## EXERCISE REQUIREMENTS
Revise the lines from the first one through the line containing "[(92, 109)]", changing "pixel coordinates" to "point coordinates" and leaving everything else as it is. Leave out the pictures.

## GIVEN RECORDS
- - -

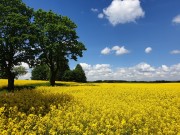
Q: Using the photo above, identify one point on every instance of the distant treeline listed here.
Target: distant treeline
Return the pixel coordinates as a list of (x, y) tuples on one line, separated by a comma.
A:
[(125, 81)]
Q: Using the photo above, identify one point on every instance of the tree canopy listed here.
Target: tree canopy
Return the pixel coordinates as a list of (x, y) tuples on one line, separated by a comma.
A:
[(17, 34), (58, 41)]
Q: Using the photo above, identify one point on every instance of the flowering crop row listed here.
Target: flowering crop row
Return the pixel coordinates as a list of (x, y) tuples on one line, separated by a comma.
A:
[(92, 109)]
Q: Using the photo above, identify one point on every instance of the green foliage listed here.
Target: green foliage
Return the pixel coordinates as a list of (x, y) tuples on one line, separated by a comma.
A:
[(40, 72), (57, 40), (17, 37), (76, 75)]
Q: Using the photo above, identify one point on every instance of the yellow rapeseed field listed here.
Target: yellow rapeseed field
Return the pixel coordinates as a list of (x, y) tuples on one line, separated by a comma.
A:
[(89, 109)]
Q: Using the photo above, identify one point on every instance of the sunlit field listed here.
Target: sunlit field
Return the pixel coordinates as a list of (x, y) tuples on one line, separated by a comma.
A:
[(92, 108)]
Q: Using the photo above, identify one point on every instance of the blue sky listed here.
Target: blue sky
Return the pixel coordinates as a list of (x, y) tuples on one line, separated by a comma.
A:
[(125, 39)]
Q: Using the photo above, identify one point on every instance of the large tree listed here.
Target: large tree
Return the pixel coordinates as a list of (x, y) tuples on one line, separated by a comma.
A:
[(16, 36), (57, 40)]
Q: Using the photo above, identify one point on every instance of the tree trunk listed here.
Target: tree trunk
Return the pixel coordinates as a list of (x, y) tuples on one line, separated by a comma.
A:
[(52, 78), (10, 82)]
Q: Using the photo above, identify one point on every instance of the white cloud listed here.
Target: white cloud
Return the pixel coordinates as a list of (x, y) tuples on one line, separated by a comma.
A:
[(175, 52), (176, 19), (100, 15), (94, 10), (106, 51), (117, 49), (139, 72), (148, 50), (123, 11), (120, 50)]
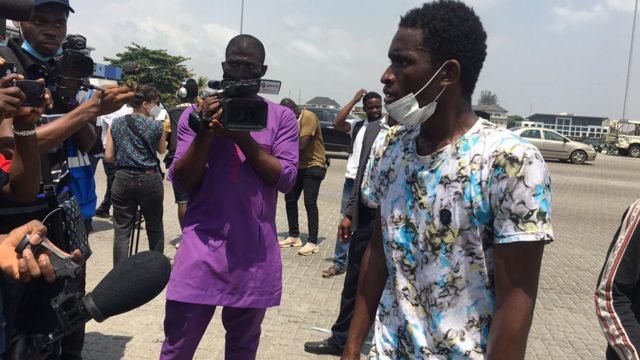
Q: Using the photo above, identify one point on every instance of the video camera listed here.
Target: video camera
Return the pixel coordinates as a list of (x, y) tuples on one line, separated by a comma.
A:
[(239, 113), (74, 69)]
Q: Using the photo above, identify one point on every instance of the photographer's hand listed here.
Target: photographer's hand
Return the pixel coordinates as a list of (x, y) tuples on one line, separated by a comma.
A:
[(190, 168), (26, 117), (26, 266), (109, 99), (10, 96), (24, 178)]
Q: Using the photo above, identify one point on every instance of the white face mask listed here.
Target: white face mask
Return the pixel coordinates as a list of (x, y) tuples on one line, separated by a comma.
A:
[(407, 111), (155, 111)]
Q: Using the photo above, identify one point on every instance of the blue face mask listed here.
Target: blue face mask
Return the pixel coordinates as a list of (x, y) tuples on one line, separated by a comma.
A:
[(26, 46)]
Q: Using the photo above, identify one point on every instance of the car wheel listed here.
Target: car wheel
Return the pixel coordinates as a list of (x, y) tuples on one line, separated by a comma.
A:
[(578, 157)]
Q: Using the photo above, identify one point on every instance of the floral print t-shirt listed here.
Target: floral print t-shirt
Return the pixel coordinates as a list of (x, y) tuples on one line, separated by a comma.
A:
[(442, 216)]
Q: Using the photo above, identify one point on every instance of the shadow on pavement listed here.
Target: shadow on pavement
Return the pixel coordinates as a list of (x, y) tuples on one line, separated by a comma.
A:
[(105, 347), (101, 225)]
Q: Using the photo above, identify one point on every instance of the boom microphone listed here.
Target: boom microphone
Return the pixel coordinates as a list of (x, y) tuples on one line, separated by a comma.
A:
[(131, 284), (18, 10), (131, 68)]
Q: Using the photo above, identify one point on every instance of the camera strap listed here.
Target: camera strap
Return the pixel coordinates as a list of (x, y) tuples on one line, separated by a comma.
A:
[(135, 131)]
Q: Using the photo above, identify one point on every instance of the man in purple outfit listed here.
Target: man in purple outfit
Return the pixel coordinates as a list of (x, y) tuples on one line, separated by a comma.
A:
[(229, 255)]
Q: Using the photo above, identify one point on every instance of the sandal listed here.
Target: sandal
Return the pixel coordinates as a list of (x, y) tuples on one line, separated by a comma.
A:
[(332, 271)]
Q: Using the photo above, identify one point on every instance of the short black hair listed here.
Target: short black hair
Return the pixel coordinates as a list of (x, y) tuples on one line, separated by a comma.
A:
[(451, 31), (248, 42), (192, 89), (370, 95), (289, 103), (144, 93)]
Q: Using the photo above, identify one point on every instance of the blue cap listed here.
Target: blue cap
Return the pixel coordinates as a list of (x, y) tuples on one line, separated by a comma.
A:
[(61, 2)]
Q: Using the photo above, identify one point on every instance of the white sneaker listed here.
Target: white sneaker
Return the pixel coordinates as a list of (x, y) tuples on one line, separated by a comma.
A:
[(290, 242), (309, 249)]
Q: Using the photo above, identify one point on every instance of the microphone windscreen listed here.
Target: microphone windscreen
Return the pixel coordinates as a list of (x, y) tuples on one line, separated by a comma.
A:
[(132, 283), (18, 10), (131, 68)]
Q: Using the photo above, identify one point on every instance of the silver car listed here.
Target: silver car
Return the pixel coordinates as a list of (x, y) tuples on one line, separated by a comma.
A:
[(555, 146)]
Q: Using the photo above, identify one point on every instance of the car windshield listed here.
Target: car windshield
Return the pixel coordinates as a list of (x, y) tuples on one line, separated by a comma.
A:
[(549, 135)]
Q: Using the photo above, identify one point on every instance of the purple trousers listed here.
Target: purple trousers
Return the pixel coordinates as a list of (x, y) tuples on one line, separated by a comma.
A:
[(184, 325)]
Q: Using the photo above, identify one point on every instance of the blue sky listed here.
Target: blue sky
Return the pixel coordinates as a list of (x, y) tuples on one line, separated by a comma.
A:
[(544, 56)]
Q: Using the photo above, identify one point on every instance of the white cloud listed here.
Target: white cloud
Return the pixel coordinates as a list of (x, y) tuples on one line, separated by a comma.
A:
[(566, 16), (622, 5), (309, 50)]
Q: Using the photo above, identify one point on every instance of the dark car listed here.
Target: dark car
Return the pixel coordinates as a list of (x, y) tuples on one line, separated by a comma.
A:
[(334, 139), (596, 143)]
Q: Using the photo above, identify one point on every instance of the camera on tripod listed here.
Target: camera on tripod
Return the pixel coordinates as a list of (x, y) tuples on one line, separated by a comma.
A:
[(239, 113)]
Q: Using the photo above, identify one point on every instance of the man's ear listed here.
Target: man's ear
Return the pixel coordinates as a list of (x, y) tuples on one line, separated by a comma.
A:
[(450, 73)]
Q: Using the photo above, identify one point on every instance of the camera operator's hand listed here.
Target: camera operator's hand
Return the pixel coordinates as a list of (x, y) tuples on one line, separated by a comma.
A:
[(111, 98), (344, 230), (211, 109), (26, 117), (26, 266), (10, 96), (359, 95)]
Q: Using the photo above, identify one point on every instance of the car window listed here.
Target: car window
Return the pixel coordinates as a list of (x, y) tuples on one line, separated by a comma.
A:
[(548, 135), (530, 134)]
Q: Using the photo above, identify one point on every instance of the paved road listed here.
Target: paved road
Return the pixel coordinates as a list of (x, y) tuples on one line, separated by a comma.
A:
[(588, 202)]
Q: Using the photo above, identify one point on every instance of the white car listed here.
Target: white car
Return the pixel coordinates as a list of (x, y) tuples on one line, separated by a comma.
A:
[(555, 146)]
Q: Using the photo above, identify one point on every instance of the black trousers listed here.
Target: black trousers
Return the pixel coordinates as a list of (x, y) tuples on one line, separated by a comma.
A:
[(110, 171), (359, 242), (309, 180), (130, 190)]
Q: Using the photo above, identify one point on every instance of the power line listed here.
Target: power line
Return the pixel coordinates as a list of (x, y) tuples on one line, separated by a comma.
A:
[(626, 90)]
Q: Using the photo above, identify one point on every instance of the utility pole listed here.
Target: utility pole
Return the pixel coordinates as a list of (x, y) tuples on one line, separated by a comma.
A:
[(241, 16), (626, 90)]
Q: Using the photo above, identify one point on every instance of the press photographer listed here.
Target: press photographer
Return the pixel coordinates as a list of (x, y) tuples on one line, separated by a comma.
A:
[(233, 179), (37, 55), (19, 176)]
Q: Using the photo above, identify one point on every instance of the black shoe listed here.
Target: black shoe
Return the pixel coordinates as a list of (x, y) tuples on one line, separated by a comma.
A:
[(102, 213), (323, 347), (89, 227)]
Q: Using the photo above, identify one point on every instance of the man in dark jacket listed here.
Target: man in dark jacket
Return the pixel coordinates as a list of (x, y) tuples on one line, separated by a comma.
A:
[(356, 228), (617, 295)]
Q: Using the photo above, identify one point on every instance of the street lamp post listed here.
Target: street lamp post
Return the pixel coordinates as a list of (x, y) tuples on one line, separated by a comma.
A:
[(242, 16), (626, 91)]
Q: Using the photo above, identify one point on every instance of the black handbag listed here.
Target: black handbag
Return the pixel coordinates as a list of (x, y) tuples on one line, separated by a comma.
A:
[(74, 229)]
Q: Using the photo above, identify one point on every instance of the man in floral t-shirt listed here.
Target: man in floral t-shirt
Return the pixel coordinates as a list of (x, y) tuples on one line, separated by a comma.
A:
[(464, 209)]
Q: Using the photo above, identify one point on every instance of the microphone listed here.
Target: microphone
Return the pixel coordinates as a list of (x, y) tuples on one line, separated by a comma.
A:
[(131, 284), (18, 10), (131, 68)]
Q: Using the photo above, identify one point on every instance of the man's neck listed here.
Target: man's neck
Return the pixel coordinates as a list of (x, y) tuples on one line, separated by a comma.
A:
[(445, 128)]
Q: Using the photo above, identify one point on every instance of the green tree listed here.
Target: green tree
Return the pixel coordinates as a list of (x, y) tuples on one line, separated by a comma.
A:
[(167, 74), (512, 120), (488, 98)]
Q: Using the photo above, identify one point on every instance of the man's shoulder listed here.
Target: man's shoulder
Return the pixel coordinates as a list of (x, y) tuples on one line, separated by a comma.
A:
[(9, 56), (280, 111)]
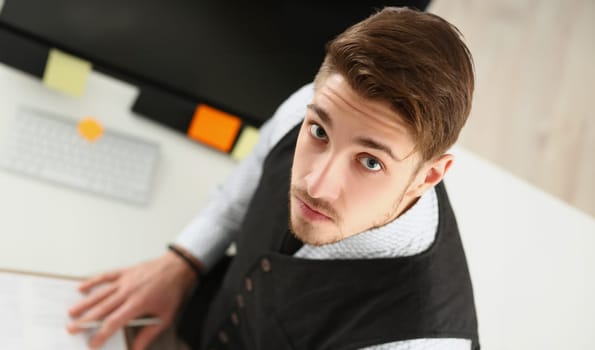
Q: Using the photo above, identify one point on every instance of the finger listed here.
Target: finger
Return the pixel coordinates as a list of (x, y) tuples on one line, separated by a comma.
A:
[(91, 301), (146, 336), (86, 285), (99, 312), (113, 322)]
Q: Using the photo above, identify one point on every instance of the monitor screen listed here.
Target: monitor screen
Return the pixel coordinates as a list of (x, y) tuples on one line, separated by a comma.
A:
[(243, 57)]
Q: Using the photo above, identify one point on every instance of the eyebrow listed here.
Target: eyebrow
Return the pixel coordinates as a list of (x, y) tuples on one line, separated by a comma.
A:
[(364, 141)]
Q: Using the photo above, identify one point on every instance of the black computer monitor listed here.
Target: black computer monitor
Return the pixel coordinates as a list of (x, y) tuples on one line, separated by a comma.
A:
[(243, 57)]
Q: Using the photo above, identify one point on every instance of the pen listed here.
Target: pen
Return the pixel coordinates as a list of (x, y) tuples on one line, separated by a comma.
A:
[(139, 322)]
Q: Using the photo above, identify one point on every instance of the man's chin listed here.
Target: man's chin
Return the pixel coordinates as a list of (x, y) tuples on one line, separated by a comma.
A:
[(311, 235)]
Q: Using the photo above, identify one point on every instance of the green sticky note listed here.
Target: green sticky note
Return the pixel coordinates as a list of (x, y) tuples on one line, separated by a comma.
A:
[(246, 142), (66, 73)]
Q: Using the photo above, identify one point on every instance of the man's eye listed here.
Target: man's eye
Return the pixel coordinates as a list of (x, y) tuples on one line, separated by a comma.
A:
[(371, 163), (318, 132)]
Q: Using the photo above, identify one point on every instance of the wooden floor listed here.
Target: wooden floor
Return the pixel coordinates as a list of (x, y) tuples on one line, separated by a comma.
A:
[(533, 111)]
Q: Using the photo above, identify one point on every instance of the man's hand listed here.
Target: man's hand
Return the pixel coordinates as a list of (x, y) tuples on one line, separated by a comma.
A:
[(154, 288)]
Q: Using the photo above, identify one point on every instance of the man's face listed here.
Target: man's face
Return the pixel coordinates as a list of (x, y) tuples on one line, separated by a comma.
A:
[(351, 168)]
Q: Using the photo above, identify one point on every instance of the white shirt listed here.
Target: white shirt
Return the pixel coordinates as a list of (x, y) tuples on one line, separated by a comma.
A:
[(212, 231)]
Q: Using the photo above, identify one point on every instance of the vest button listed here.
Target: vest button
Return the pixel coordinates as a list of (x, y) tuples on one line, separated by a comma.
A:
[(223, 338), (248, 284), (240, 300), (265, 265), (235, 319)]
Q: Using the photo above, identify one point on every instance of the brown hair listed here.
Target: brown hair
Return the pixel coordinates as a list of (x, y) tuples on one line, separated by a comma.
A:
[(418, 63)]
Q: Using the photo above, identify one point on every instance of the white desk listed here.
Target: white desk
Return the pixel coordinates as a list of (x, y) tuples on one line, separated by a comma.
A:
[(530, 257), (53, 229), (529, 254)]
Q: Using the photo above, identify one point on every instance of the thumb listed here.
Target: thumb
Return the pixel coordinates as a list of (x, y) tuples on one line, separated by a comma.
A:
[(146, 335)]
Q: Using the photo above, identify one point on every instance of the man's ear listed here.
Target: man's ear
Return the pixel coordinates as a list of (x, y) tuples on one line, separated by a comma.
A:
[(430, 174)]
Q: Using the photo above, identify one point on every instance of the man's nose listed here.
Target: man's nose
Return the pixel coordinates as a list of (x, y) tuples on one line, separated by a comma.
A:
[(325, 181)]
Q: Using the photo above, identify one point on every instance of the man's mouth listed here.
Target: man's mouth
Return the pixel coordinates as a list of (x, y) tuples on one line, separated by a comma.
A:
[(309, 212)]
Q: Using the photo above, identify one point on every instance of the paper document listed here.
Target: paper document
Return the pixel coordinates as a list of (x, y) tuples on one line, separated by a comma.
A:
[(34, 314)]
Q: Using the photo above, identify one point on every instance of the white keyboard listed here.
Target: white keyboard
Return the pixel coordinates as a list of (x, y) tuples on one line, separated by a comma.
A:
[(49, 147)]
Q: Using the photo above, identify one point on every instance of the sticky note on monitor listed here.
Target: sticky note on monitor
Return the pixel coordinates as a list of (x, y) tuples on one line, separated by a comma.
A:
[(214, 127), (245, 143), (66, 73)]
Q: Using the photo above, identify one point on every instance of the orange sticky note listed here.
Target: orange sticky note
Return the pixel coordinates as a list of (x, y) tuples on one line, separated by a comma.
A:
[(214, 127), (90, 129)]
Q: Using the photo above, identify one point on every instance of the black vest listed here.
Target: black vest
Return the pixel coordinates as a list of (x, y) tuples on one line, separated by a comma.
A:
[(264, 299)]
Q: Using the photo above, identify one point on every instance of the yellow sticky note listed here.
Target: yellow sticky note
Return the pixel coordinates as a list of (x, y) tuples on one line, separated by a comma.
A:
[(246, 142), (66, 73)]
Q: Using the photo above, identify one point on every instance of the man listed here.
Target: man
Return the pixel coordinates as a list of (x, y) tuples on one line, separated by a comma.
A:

- - -

## COMPLETED EXERCISE
Q: Using the photo above, identify one point on every instance of the distant treeline listed here.
Target: distant treeline
Return the point coordinates as a list of (x, y) tuples on one line, separated by a comma.
A:
[(125, 81)]
Q: Using the photo above, identify one point on every instance of the tree canopy listed here.
Target: tree canopy
Return the point coordinates as a list of (x, y) tuples on one line, separated by a comma.
A:
[(17, 34), (58, 41)]
Q: Using the photo above, identify one point on every instance of the flowering crop row listed here.
Target: flowering crop row
Return the point coordinates as a list of (x, y) tuples on one line, separated by a comma.
A:
[(92, 109)]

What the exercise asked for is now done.